→ **Record extracts**
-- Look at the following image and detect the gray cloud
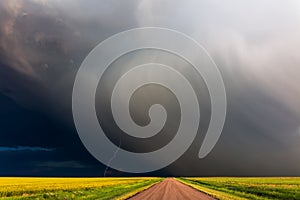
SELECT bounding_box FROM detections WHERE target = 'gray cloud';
[136,0,300,114]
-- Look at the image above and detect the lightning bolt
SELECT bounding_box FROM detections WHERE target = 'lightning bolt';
[103,137,122,177]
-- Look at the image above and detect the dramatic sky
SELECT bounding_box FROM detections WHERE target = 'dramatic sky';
[0,0,300,176]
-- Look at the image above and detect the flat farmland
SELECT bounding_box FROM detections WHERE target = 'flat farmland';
[1,177,300,199]
[178,177,300,200]
[0,177,162,200]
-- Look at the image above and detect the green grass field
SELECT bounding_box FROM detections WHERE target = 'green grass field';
[0,177,162,200]
[178,177,300,200]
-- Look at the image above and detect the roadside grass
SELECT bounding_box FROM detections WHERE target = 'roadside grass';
[0,177,162,200]
[177,177,300,200]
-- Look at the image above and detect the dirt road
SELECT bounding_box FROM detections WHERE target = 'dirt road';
[129,178,215,200]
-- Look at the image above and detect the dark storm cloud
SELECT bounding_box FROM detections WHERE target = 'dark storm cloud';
[0,0,140,176]
[35,161,91,169]
[0,0,299,176]
[0,0,138,108]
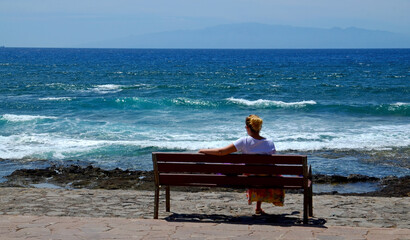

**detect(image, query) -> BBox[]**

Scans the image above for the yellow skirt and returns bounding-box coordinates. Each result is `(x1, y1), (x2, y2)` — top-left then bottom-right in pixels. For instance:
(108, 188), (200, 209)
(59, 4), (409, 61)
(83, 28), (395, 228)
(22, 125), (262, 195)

(247, 188), (285, 206)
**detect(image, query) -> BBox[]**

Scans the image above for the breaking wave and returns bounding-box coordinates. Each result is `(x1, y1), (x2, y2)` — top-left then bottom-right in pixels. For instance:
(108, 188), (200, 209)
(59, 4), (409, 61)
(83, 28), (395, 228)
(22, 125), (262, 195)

(0, 114), (57, 122)
(226, 97), (317, 108)
(39, 97), (74, 101)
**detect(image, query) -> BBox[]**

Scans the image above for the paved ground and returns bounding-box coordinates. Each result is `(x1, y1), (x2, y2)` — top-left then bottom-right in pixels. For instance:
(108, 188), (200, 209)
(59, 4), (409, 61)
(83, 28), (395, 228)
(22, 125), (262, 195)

(1, 215), (410, 240)
(1, 188), (409, 228)
(1, 188), (409, 239)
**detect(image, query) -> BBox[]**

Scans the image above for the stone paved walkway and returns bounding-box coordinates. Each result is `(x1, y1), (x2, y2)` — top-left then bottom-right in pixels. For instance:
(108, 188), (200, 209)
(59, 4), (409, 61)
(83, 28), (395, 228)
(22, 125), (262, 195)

(1, 188), (409, 228)
(1, 188), (409, 239)
(1, 215), (410, 240)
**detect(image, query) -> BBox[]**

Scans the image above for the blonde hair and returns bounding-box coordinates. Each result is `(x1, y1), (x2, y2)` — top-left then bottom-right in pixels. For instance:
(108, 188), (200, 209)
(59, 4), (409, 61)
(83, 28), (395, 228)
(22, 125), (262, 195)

(246, 114), (263, 133)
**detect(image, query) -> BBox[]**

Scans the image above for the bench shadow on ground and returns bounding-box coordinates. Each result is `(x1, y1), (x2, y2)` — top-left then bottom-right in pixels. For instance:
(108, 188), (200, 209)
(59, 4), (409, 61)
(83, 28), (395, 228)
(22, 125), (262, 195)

(165, 211), (327, 228)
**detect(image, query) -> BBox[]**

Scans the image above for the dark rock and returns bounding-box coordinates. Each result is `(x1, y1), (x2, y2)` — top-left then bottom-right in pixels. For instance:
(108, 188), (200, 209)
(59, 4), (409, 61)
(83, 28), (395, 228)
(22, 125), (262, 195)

(347, 174), (379, 182)
(313, 174), (379, 184)
(1, 165), (409, 197)
(377, 176), (410, 197)
(2, 165), (155, 190)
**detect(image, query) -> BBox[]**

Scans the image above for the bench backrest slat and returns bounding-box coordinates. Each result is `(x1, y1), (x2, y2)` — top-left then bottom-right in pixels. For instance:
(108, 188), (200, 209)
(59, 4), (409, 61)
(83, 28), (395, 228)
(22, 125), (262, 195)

(154, 152), (306, 165)
(159, 173), (304, 188)
(157, 163), (304, 175)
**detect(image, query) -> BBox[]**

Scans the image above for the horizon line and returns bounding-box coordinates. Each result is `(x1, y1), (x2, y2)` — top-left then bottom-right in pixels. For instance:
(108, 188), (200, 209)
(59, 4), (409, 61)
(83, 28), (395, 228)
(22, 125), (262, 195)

(2, 46), (410, 50)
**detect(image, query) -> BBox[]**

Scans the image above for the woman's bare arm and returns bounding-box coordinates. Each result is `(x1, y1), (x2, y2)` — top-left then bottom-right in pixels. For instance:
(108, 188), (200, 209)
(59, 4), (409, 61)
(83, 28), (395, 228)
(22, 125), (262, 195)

(198, 144), (237, 156)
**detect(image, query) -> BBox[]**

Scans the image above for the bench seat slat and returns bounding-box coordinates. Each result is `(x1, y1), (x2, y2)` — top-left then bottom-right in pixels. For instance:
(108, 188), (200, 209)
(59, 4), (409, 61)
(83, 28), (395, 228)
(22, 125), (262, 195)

(157, 163), (304, 175)
(154, 152), (306, 165)
(159, 174), (304, 188)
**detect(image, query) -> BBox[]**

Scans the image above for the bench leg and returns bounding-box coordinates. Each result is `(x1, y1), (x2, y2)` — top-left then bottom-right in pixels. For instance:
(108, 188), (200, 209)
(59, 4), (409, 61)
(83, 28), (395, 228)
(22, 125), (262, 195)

(308, 165), (313, 217)
(166, 186), (170, 212)
(303, 193), (309, 224)
(154, 185), (159, 219)
(309, 185), (313, 217)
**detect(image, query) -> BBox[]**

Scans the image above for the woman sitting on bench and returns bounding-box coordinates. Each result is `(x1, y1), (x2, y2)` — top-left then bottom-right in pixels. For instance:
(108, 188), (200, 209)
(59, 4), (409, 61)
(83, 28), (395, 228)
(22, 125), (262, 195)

(198, 114), (284, 215)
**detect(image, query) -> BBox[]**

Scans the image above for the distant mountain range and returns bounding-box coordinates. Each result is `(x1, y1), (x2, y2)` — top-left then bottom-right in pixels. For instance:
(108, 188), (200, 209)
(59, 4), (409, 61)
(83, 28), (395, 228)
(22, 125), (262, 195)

(81, 23), (410, 49)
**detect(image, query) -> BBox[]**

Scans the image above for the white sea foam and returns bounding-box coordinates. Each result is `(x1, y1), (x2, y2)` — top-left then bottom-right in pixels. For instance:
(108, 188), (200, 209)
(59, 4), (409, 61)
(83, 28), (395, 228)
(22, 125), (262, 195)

(387, 102), (409, 112)
(115, 97), (148, 104)
(226, 97), (317, 108)
(272, 123), (410, 151)
(391, 102), (409, 106)
(141, 121), (410, 152)
(171, 98), (214, 107)
(45, 83), (78, 90)
(0, 133), (210, 160)
(77, 84), (153, 94)
(92, 84), (124, 94)
(39, 97), (73, 101)
(0, 134), (105, 159)
(0, 114), (408, 161)
(1, 123), (409, 161)
(1, 114), (57, 122)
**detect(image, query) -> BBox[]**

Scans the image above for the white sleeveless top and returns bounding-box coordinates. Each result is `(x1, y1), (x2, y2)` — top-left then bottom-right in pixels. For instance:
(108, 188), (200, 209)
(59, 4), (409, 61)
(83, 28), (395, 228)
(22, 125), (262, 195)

(233, 136), (276, 155)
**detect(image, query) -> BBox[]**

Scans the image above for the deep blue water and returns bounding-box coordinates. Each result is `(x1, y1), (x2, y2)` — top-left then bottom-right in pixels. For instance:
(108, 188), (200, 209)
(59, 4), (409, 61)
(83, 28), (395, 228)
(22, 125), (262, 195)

(0, 48), (409, 181)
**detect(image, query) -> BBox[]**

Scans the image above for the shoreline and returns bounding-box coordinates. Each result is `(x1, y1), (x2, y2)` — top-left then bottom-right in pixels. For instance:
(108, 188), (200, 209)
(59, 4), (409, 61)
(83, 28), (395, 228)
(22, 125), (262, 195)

(1, 165), (409, 197)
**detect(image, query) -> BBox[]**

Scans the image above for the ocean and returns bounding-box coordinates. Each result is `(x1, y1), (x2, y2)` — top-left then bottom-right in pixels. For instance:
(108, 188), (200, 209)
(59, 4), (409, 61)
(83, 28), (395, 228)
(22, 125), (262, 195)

(0, 48), (409, 182)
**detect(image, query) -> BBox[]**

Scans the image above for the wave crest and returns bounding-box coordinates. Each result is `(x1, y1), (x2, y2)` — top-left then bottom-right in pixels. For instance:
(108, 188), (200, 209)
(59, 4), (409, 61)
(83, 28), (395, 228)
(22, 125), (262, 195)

(92, 84), (124, 94)
(390, 102), (409, 107)
(86, 84), (153, 94)
(226, 97), (317, 108)
(170, 98), (215, 107)
(1, 114), (57, 122)
(39, 97), (74, 101)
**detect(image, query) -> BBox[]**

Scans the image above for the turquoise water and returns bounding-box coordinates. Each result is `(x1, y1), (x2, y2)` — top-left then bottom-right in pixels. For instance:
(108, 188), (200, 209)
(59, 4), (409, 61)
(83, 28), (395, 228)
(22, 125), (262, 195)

(0, 48), (409, 180)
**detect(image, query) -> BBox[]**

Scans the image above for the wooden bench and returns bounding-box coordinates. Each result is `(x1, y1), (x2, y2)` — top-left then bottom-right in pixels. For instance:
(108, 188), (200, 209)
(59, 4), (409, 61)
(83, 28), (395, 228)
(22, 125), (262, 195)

(152, 152), (313, 223)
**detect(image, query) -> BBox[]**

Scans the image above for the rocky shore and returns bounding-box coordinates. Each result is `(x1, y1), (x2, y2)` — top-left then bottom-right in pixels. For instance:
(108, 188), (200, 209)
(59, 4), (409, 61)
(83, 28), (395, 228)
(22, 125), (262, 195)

(1, 165), (409, 197)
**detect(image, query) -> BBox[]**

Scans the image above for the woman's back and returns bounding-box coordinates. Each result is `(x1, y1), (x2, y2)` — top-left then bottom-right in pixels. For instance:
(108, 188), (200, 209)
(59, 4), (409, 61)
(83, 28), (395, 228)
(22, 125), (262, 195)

(233, 136), (276, 155)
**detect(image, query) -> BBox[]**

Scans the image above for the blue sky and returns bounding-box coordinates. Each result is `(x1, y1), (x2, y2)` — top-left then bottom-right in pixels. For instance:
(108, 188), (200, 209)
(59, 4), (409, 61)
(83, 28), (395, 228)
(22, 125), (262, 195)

(1, 0), (409, 47)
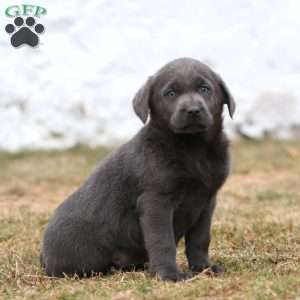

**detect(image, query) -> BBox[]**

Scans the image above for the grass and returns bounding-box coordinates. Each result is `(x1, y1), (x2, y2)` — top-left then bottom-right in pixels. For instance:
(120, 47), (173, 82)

(0, 140), (300, 299)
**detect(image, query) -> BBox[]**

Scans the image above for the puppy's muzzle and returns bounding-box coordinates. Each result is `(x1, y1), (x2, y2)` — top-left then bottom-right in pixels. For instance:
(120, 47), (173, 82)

(184, 105), (210, 119)
(182, 103), (213, 125)
(171, 99), (213, 133)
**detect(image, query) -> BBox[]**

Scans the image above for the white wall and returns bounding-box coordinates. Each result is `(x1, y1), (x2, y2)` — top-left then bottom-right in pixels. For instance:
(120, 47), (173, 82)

(0, 0), (299, 151)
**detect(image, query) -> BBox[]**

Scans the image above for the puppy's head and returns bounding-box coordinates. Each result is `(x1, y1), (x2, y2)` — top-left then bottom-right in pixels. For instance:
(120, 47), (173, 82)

(133, 58), (235, 134)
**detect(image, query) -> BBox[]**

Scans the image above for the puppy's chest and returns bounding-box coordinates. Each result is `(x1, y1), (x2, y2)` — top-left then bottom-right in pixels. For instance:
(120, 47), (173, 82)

(174, 152), (226, 192)
(170, 153), (227, 217)
(172, 185), (210, 239)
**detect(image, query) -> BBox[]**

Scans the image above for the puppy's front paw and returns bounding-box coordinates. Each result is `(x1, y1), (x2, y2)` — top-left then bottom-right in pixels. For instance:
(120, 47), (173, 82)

(190, 263), (224, 275)
(157, 269), (192, 282)
(210, 264), (224, 274)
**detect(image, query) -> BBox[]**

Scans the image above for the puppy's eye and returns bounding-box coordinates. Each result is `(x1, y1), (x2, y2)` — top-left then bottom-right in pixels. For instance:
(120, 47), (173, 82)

(198, 85), (211, 95)
(164, 89), (177, 98)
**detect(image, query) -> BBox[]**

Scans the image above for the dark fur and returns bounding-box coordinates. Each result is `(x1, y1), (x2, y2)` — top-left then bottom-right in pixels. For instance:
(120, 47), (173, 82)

(41, 57), (235, 281)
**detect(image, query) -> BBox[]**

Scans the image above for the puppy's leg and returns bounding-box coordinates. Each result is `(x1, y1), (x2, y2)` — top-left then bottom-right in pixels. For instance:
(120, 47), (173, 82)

(185, 197), (224, 274)
(42, 218), (112, 277)
(137, 192), (190, 282)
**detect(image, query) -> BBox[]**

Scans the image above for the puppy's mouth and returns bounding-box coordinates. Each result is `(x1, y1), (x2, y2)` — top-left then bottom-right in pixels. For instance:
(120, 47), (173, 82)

(172, 122), (210, 134)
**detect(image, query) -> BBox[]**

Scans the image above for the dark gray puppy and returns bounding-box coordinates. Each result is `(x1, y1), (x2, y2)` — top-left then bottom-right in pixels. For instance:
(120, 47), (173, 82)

(41, 57), (235, 281)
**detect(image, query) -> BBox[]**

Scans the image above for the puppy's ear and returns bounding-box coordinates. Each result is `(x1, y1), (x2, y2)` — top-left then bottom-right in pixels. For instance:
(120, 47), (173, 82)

(216, 74), (236, 119)
(132, 76), (153, 123)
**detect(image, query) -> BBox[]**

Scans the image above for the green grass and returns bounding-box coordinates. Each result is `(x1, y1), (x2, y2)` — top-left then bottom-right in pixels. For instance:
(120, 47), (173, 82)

(0, 141), (300, 299)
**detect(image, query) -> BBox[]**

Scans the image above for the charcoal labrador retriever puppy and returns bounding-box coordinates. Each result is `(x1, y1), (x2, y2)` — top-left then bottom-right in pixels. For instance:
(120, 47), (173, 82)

(41, 57), (235, 281)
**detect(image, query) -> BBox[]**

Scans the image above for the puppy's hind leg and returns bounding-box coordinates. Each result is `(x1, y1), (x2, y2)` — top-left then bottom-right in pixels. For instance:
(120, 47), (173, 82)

(42, 219), (113, 277)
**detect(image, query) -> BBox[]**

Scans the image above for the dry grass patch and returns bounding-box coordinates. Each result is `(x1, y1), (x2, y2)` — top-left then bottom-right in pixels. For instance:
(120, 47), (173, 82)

(0, 141), (300, 299)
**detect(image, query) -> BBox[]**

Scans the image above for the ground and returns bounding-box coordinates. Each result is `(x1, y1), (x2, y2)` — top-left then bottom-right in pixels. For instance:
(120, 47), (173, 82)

(0, 140), (300, 300)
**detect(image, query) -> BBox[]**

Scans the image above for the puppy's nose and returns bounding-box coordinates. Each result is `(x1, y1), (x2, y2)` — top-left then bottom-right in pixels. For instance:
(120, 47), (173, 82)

(186, 107), (201, 116)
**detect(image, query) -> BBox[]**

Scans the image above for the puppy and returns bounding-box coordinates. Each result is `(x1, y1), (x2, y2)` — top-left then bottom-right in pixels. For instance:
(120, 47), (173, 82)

(41, 57), (235, 281)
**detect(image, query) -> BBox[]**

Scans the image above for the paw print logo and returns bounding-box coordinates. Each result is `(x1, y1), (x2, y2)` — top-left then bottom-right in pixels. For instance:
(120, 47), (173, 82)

(5, 17), (45, 48)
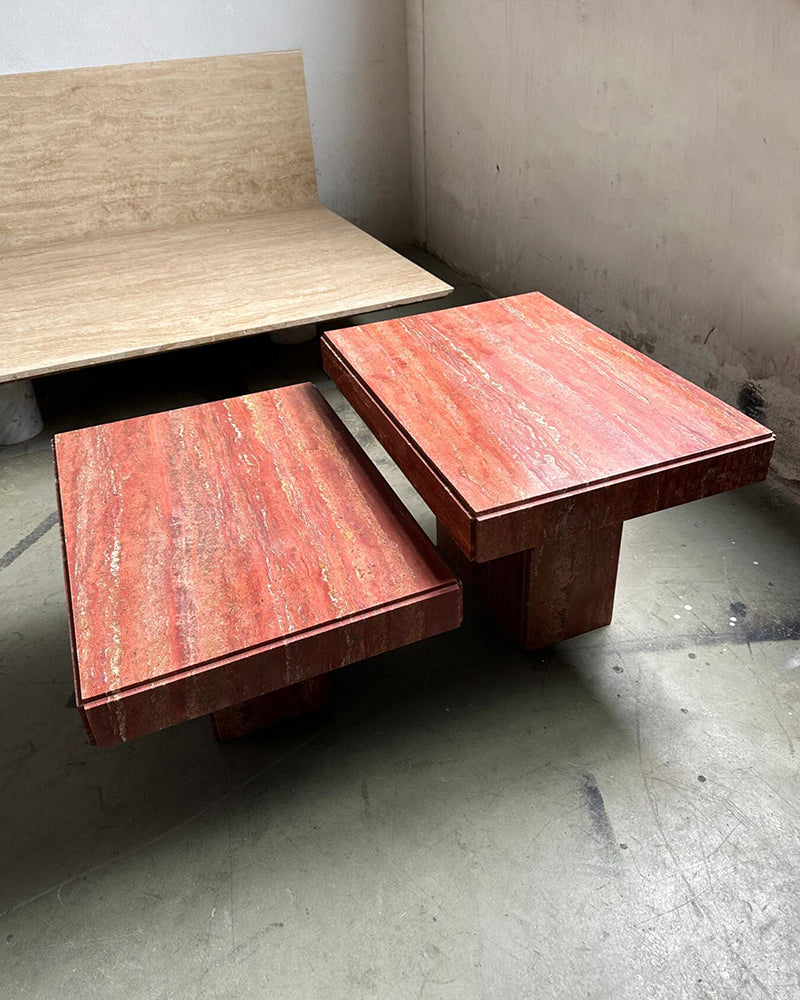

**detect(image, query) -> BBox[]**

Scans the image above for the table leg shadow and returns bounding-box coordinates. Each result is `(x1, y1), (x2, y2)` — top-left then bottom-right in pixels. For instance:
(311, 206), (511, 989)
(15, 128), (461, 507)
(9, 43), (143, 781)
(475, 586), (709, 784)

(210, 675), (331, 741)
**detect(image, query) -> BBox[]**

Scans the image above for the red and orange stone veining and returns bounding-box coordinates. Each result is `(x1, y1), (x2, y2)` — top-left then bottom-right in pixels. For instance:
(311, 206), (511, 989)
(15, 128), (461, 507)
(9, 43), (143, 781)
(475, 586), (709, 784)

(54, 384), (461, 745)
(323, 293), (774, 561)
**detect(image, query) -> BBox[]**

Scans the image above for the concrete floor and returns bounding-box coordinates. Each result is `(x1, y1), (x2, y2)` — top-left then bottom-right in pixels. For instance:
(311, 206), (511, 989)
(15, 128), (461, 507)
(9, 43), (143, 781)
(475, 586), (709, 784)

(1, 252), (799, 999)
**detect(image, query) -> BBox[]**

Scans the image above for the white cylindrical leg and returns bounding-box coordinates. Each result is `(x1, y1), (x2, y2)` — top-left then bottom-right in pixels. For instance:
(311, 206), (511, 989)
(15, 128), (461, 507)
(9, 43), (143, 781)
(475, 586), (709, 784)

(0, 379), (44, 446)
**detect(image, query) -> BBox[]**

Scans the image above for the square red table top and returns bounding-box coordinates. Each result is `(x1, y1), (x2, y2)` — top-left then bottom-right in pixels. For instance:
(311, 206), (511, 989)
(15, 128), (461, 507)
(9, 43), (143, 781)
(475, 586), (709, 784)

(54, 384), (460, 743)
(322, 293), (774, 561)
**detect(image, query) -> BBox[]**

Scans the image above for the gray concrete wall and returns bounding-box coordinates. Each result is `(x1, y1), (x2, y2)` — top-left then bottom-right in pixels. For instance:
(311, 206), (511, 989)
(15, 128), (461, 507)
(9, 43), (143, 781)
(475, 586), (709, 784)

(0, 0), (412, 245)
(410, 0), (800, 479)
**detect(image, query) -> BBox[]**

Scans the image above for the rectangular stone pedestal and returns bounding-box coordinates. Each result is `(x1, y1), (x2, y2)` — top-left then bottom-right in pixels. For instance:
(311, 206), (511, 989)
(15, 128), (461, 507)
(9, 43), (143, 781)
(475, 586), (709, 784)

(437, 520), (623, 650)
(210, 675), (331, 741)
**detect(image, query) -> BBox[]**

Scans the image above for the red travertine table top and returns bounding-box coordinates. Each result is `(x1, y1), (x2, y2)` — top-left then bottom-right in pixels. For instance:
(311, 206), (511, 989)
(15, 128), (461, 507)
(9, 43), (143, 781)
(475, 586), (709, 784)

(323, 293), (774, 560)
(55, 384), (458, 706)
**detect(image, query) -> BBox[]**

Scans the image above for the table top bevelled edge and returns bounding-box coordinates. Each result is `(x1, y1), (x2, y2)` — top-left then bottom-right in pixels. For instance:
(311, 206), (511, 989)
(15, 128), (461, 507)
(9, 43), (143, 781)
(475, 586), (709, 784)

(322, 295), (775, 562)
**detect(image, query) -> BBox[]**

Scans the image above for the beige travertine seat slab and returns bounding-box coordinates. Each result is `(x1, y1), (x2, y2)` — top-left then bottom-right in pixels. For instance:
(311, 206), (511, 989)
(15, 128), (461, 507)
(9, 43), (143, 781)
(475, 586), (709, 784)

(0, 206), (449, 382)
(0, 51), (450, 385)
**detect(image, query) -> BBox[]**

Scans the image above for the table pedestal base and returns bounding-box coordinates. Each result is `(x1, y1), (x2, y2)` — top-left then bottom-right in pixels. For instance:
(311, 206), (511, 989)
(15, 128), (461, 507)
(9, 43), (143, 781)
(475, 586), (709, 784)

(0, 379), (43, 446)
(210, 674), (331, 741)
(436, 520), (623, 650)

→ **Work item**
Apply a filter for "travertine" to the entries and show each line that passes.

→ **Expected output**
Scans the image above for the red travertine table top and returns bounding-box coordinates. Each result is `(x1, y1), (x2, y2)` — top-left then bottom-right in pixels. For instance:
Scans the image above for the beige travertine seat slab and returns bounding-box coordinates. Each result is `(x1, y1), (x2, y2)` — top-left then bottom-right in pixels. For instance:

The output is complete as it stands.